**STATED EXERCISE**
Give as output the line that contains "For practice, label the blurred", followed by every remaining line of the entries, unchanged and with nothing added.

**INPUT FOR THIS TASK**
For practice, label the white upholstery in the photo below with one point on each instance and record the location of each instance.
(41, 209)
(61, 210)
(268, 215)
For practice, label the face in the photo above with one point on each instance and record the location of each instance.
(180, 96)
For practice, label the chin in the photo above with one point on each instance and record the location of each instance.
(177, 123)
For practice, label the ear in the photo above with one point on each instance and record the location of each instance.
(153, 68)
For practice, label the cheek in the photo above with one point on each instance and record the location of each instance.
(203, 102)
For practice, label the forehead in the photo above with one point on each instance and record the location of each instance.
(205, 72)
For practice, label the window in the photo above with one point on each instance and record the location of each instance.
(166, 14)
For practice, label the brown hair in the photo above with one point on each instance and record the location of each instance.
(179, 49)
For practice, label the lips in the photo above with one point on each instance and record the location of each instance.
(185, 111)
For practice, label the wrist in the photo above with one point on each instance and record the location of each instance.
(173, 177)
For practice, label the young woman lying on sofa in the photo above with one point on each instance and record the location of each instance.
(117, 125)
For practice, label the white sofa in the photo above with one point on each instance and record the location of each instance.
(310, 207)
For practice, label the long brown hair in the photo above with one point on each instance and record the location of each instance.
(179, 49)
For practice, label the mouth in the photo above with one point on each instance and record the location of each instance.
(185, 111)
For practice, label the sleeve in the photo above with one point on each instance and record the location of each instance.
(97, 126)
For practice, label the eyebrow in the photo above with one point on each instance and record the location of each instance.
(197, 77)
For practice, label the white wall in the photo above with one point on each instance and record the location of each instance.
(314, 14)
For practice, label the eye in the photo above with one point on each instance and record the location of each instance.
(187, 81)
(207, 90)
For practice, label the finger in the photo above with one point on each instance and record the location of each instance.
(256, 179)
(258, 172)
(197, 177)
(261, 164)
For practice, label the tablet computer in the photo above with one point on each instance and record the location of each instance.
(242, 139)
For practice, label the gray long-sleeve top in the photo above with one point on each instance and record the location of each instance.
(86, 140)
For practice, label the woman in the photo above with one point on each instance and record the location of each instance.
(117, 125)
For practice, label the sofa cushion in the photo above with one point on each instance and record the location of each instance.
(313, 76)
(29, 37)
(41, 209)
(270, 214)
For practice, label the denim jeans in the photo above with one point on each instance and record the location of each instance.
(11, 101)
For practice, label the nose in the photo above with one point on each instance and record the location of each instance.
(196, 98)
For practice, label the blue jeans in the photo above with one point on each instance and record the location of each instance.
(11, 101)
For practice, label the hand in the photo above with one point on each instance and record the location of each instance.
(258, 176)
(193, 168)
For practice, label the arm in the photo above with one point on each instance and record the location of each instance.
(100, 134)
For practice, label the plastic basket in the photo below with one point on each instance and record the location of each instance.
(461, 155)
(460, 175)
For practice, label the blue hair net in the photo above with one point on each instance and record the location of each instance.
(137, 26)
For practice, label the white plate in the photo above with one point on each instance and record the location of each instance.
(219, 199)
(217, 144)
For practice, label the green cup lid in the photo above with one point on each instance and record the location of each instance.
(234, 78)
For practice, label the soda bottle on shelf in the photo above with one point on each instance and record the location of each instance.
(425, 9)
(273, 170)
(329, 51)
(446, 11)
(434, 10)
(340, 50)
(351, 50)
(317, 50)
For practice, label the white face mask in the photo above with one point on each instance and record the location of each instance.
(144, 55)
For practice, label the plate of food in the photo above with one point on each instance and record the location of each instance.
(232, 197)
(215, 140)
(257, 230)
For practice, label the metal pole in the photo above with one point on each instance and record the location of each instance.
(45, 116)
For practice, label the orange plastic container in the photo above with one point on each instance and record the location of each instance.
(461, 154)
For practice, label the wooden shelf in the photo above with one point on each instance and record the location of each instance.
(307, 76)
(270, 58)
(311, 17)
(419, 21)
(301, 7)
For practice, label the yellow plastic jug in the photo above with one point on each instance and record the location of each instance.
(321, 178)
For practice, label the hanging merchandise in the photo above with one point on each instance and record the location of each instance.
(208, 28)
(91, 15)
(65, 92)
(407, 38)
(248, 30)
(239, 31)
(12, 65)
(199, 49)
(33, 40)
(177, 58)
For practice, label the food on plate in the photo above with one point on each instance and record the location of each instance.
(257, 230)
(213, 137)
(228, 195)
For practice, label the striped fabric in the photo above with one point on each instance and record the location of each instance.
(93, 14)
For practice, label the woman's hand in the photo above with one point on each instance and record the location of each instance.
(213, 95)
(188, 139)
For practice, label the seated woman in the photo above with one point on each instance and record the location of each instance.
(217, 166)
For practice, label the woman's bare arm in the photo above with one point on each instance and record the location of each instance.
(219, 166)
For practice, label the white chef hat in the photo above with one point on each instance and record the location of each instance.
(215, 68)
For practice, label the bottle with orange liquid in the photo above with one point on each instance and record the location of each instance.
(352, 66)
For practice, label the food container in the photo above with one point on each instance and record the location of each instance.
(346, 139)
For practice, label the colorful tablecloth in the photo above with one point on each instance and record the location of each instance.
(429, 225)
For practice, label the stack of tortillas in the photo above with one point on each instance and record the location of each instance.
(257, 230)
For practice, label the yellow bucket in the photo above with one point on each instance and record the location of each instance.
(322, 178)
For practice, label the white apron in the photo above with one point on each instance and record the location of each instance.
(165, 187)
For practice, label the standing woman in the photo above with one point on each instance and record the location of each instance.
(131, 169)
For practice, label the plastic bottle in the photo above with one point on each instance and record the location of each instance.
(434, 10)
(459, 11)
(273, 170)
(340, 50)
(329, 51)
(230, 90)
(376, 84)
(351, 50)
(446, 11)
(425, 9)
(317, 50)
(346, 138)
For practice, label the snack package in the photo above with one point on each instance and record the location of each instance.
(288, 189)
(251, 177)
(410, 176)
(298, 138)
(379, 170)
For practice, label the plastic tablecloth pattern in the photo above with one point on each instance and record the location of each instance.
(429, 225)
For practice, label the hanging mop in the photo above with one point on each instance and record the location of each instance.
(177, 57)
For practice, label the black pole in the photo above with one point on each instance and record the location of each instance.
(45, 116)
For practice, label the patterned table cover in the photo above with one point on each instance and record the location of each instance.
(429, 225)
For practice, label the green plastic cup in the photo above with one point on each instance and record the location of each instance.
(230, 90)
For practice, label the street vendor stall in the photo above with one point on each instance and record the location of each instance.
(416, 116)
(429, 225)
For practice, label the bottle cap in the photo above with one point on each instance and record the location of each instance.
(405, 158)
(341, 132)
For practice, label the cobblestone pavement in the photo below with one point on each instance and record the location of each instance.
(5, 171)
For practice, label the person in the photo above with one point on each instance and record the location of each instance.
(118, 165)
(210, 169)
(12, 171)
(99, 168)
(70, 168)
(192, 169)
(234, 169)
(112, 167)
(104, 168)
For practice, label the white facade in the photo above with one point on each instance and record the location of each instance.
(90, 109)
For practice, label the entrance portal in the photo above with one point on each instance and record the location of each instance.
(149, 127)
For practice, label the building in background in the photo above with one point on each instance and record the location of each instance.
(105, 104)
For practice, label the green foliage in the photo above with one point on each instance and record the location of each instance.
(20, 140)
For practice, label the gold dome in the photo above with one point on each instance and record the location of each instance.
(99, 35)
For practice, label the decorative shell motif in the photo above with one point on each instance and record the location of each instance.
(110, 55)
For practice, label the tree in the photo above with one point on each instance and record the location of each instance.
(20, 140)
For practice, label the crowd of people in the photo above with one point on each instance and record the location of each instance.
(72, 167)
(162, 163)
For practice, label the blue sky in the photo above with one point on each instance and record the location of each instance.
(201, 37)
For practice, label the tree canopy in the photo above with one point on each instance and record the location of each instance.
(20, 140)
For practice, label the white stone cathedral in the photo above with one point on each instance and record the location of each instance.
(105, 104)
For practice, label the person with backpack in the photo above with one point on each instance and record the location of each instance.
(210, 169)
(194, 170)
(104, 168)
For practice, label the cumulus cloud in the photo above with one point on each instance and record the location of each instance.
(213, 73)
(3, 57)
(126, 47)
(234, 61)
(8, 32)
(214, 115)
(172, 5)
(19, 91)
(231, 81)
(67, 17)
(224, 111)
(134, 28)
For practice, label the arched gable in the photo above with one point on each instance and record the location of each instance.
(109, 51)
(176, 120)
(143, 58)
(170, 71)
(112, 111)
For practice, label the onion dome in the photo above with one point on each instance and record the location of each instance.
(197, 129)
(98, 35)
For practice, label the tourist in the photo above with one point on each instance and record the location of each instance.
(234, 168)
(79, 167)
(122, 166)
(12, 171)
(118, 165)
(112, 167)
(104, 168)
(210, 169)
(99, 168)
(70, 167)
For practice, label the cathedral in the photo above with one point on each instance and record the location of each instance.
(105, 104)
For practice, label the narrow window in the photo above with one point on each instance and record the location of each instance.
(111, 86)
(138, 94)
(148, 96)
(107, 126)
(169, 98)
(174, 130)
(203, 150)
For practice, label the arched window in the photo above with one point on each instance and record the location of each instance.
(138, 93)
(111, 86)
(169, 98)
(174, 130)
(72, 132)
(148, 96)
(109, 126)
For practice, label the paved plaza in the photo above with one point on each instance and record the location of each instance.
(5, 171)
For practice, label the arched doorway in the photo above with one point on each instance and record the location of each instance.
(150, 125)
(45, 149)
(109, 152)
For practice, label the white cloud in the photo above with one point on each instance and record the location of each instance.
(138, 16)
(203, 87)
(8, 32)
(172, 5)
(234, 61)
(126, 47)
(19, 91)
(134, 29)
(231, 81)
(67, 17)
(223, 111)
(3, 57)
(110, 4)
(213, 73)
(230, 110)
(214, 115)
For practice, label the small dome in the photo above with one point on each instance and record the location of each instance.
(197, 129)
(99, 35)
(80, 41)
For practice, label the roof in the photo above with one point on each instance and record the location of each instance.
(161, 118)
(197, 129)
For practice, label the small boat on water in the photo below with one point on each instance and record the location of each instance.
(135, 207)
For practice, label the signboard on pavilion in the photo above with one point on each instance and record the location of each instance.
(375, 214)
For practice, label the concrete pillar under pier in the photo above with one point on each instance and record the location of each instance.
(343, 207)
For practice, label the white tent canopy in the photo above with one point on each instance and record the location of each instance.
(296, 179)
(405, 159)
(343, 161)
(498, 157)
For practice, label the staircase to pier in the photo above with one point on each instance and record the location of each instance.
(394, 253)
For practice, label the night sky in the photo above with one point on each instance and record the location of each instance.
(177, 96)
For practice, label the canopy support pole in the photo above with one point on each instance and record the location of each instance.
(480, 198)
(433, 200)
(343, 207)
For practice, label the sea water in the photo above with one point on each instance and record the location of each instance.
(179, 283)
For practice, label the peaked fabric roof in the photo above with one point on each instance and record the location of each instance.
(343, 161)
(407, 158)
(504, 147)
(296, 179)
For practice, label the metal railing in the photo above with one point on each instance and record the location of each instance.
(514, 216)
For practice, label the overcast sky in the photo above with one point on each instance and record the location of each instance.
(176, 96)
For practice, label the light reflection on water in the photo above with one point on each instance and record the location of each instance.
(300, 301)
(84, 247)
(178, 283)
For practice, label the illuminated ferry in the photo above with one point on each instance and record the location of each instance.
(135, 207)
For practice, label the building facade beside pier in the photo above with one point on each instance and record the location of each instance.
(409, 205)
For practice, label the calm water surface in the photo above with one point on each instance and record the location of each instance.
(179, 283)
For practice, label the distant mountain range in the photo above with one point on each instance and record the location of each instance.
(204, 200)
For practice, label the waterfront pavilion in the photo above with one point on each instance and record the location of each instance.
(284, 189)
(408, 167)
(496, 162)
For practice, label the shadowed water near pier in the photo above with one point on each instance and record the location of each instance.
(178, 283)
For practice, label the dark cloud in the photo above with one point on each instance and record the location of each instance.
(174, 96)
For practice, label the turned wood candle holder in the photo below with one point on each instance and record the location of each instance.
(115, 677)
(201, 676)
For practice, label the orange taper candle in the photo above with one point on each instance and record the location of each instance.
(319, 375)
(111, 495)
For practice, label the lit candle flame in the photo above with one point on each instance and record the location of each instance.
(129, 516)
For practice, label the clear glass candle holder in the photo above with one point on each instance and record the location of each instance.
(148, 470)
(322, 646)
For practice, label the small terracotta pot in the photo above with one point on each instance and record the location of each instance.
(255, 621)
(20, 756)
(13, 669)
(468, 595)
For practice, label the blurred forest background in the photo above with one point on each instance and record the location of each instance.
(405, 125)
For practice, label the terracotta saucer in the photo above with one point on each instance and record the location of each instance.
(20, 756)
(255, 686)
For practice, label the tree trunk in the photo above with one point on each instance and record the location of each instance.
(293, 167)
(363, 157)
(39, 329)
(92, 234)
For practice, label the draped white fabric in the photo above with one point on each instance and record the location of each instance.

**COMPLETE OUTPUT**
For practice, label the blurred forest background in the photo above with one point on each instance and record the location of each instance.
(405, 125)
For practice, label the terracotta saucer in the photo above with one point on each instance and record the location of each instance.
(20, 756)
(255, 686)
For practice, label the tree trunk in the photo above with one point on each instance and record the location of each instance.
(293, 167)
(363, 157)
(39, 329)
(92, 234)
For practice, label the draped white fabric in the photo above with one point on each instance and record the location of each instance.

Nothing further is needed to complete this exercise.